| Passage given |
Bulk Upload Documents into SharePoint from Excel
To get files from your file system into a SharePoint document library you have a couple of options available. The following guide covers how to synchronise files using an excel spreadsheet into a SharePoint Document Library.
We take the idea that you have a spreadsheet or CSV file containing the file names, paths to each file and any additional metadata. This could be user generated or created as an export from another internal system. In brief you just connect to your spreadsheet, connect to SharePoint, map the columns, compare and sync.
The example shown below uploads only a small sample of documents, however you can use this method to bulk upload thousands of documents.
Requirements
Before getting started you will need to ensure that you have the following:
- Windows 10 or Windows Server
- Downloaded & Installed Data Synchronisation Studio
- Have a Document Library created in SharePoint Online
- Have a Spreadsheet containing your metadata and file paths. You can see the example data we use below.
The Spreadsheet
In your Excel spreadsheet you need to specify the name of the document and any metadata you want to be uploaded alongside it. In our example we have a range of ten documents with different modified dates and different approval status’.
Documents in SubFolders
If your documents are contained within folders in your directory, you want to include the sub-directory folder name with the file name for example Folder1\doc1.docx
. This will ensure that the document can be found, and your directory structure is replicated in the Document Library. An example spreadsheet can be seen here:
Connect to your Excel Spreadsheet
To get started open Data Sync and click onto Connect Datasource link in the source (data source A) window. This will open the connection window where you can connect to your spreadsheet.
To do this find Excel and expand the tree so that you can select the OpenXML Excel Spreadsheet provider from the list.
Under the FileName field click onto the ellipsis to open the file explorer and locate your spreadsheet containing your metadata. Then just click onto the Connect button to connect.
You will now need to define a couple of connection properties to find the files mentioned in the spreadsheet. In the connection properties window, below the source columns, go to the section Settings.Writer and complete the following fields:
- BlobBasePath : Enter in the file path to your directory of documents, in our example this is
C:\Users\Rebecca\Documents\Demo Documents
. - BlobFileName : Choose the column from the spreadsheet that returns the name of the file, in this example it is FileName.
Connect to your SharePoint Document Library
Now you need to connect to your SharePoint Document Library as the Target. Click onto the Connect Datasource link in the Target (datasource B) window and go to the SharePoint section.

| Records supplied |
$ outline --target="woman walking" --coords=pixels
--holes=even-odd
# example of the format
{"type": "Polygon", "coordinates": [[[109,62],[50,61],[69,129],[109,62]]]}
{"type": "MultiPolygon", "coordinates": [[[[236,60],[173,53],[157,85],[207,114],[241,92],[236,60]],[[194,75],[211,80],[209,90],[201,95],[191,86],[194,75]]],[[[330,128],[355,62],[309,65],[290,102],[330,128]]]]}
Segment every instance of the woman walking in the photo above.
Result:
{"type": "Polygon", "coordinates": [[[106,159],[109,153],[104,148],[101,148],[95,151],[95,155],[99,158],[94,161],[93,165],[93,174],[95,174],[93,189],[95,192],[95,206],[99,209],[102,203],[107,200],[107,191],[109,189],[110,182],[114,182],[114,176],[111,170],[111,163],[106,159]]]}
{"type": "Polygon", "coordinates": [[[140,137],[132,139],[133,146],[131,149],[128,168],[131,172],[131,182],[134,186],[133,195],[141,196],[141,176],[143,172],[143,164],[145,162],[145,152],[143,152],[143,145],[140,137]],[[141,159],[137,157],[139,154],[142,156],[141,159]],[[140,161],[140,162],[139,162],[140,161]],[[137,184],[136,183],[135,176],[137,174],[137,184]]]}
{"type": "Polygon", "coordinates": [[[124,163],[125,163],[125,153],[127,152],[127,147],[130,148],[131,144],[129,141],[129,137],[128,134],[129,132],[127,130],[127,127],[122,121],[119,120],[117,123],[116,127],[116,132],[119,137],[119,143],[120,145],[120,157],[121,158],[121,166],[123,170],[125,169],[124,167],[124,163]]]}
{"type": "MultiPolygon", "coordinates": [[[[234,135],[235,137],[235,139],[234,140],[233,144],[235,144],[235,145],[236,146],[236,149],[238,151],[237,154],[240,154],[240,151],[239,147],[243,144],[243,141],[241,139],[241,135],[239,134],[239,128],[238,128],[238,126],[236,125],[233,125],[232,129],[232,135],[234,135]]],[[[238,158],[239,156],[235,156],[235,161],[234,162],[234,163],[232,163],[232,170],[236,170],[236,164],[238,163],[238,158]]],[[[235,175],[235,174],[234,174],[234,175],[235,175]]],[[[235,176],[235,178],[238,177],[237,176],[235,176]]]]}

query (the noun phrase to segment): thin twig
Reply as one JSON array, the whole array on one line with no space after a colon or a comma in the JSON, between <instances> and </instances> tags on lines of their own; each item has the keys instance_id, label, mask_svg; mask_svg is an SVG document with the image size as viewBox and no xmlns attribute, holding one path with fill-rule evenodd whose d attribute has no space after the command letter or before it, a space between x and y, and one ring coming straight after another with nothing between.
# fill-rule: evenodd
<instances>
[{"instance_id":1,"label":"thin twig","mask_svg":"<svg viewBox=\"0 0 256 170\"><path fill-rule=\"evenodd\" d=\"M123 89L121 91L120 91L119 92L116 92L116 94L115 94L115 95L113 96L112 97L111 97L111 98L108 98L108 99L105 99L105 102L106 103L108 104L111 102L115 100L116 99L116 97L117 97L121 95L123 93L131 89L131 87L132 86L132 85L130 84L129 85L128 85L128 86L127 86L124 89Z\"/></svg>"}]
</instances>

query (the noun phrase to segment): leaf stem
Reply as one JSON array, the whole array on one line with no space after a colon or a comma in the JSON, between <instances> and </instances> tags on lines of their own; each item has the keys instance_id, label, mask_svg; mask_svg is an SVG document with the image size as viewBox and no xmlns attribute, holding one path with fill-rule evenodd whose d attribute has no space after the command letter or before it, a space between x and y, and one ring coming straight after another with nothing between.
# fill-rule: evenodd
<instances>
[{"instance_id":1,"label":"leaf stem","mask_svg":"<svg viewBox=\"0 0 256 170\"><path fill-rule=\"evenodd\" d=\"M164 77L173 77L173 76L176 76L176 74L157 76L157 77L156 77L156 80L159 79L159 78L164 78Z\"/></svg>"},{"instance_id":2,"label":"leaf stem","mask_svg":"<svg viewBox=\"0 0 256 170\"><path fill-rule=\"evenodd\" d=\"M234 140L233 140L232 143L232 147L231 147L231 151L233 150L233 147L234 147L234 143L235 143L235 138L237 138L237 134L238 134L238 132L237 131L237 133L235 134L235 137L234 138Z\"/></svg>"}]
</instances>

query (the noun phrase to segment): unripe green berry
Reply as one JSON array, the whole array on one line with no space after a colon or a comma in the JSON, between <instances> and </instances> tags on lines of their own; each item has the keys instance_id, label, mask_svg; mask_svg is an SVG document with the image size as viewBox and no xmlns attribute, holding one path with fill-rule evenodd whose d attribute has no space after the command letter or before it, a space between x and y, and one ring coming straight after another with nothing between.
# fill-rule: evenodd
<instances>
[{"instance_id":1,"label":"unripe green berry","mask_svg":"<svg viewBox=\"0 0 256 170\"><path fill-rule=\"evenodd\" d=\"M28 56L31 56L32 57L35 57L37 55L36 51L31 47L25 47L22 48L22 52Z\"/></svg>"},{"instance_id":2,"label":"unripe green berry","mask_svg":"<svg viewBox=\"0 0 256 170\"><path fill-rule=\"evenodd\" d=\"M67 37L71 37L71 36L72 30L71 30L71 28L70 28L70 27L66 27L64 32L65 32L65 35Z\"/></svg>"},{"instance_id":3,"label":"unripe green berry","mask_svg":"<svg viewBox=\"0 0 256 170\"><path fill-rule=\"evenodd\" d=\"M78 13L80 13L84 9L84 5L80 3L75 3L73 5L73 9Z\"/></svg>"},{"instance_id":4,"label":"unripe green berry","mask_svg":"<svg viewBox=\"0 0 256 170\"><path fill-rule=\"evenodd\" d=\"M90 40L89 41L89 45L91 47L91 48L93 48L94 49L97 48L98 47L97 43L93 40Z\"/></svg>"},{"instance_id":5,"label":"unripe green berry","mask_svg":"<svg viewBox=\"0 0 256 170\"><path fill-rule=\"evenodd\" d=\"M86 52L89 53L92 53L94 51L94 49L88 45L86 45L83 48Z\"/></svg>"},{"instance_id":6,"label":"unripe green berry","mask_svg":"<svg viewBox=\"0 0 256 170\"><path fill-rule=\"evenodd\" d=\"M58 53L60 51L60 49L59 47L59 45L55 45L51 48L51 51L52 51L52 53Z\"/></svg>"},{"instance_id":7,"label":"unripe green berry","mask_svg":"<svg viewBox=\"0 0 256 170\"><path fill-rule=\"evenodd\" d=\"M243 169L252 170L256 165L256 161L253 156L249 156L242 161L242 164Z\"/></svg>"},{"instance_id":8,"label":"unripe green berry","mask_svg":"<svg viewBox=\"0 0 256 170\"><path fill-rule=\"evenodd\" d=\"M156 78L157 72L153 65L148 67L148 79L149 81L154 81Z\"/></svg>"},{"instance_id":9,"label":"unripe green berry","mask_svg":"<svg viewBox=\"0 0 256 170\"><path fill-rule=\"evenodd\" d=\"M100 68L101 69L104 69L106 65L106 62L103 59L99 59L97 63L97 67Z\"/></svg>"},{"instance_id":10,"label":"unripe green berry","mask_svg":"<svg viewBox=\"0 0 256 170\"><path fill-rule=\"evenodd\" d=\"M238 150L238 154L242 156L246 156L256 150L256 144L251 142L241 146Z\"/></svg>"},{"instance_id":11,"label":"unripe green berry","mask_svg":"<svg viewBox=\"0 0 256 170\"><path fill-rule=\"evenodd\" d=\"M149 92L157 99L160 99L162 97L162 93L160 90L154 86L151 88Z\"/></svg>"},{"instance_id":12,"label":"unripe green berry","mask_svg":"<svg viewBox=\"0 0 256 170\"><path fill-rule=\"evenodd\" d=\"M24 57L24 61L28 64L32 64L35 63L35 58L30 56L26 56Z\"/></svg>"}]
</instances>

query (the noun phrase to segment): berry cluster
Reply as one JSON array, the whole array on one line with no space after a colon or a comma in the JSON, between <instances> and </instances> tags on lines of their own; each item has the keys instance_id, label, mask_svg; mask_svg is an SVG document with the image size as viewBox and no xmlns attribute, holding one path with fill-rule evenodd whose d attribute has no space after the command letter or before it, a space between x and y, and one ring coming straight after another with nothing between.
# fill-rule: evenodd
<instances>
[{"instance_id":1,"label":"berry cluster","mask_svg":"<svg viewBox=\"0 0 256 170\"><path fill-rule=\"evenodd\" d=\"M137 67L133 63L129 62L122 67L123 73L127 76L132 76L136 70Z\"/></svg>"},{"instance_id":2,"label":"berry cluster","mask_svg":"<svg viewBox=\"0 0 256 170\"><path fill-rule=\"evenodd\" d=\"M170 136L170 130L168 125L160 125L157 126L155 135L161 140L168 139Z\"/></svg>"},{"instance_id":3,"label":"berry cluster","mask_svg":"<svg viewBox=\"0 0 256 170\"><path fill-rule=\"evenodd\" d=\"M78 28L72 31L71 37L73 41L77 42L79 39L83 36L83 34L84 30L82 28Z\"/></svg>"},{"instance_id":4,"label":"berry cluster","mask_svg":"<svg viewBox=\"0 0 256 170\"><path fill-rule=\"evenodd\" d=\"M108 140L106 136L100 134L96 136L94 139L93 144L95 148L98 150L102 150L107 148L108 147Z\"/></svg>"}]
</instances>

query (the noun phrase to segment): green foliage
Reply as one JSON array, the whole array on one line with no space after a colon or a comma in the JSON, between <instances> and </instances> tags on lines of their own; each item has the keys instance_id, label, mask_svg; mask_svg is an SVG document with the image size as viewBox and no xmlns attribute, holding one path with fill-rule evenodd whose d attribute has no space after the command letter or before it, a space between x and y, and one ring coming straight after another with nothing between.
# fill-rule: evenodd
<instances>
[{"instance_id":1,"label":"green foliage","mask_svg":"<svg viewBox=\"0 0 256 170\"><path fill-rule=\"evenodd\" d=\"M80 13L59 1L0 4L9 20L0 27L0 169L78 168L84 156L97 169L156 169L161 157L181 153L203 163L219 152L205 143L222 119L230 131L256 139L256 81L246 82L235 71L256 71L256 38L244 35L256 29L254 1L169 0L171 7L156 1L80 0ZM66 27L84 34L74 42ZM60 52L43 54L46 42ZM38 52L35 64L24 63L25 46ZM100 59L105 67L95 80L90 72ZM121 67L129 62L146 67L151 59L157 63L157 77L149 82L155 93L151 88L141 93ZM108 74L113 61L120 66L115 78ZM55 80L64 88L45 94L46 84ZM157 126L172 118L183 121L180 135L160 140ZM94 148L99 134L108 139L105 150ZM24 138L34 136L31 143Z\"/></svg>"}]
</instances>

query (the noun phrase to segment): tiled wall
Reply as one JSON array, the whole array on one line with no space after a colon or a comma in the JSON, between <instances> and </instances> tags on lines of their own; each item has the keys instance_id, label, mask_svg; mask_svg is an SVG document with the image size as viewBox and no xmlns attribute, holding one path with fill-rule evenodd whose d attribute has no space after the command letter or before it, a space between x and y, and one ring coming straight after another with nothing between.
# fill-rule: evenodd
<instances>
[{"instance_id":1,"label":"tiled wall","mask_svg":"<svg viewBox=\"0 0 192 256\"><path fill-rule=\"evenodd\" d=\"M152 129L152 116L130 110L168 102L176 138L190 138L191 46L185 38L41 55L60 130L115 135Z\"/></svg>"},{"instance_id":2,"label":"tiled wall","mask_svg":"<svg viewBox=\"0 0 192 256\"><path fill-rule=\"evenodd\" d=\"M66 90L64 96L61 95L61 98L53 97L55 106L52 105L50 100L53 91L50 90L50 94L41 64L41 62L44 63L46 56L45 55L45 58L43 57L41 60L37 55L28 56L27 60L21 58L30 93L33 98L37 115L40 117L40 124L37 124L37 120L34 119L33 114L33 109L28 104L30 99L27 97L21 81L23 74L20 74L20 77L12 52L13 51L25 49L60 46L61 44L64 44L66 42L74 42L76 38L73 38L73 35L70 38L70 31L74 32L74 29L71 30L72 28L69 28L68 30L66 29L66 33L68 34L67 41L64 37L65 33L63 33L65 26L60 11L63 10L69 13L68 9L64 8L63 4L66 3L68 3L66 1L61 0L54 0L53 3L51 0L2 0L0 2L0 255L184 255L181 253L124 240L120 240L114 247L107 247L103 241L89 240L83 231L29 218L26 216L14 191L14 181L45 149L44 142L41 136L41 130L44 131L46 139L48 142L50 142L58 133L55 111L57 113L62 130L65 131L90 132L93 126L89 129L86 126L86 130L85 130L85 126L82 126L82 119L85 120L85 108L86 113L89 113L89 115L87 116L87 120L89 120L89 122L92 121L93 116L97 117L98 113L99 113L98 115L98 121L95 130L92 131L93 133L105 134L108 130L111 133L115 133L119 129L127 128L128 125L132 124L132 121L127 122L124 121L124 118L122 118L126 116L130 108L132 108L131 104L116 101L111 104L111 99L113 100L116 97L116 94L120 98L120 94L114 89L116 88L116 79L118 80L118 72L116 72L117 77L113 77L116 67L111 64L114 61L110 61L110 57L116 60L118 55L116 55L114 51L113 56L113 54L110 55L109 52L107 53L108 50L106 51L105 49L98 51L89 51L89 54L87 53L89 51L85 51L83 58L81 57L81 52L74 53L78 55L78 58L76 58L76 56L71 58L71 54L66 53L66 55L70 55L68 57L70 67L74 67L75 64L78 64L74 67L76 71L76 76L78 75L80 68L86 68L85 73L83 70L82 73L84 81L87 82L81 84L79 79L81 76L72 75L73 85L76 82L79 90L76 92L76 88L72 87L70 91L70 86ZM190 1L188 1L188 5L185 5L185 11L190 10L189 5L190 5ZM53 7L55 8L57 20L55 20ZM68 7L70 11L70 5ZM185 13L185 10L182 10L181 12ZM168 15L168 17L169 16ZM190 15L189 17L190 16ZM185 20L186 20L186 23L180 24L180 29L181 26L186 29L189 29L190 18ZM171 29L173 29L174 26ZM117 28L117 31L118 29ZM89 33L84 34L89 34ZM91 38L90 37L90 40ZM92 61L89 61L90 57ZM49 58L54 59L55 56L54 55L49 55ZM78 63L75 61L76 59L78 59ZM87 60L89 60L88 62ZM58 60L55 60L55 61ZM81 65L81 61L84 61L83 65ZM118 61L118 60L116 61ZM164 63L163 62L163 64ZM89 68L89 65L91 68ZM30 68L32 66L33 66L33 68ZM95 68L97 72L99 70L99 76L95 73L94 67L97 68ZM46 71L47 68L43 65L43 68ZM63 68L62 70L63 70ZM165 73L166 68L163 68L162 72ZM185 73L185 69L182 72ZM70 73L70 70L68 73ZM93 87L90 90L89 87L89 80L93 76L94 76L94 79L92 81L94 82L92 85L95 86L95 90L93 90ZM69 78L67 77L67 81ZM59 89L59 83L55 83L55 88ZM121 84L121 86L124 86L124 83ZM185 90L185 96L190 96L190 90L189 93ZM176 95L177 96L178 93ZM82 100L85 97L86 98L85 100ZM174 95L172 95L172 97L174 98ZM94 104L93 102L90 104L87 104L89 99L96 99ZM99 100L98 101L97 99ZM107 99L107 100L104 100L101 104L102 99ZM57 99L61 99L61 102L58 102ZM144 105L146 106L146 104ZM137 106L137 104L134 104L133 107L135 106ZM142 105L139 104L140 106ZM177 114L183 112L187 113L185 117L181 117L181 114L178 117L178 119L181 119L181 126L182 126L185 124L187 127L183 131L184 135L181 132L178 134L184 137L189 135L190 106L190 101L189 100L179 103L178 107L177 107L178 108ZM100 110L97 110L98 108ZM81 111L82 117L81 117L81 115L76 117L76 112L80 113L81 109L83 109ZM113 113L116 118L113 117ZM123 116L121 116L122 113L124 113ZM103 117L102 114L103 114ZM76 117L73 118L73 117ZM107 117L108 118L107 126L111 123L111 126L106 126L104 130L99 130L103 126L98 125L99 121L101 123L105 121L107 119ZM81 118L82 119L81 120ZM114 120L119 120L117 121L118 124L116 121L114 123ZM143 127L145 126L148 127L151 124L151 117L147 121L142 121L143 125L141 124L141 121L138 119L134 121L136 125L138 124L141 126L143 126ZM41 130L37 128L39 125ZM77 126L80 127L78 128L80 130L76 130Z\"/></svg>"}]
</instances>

| Written tasks |
A. Tally the lines in the rows that contain the string "walking", and reply with only that number.
B. Resume the guide on bulk uploading Excel-listed documents into SharePoint, picking up right after its final sentence.

| Answers to the problems |
A. 2

B.
Then select SharePoint Online for connecting to a SharePoint Online site or SharePoint ClientAPI to connect to an On-Premise SharePoint site. More details on connecting to SharePoint On-Prem can be found here.
As we will need to write to the Modified column in SharePoint we need to use the Custom Azure App OAuth method to connect. Alternatively you can create the application registration in SharePoint using ACS. We have our full documentation on how to connect using ACS here.
You need to enter in the URL to the SharePoint site that the Document Library is located. In this example the Document Library is found in a subsite called Test, so our URL will look similar to: https://company.sharepoint.com/Test
.
- To connect to the Root site the URL would look similar to:
https://company.sharepoint.com
- To connect to a subsite of a subsite the URL would look similar to:
https://company.sharepoint.com/subsite/subsite2
Follow the details from the documentation to connect to SharePoint using your preferred method, and click Authorize Connection to connect.
Now you can select your Document Library from the dropdown list and set the delete behaviour.
We recommend saving the connection to the connection library so that future projects can be quickly set up, to do this click onto Connect and Create Library Connection and enter in a name for the connection. This will add a connection to your SharePoint site/sub-site in the connection library so that you can quickly access all the lists and libraries in the future. You only need to add the connection to each site/subsite once, as you can connect to any of the lists or libraries within that site from the Connection Library window.
Map your Source and Target Columns
The next step is to map your source columns to your target columns. The mapping in your project may look slightly different if you use different column names.
At a minimum you need to map a source column to the URLPath column in SharePoint. In this example we map the FileName to the URLPath and set this to be the key column.
The key column must be unique and be able to distinguish each document from each other. As there can not be duplicate filenames this works for the key column.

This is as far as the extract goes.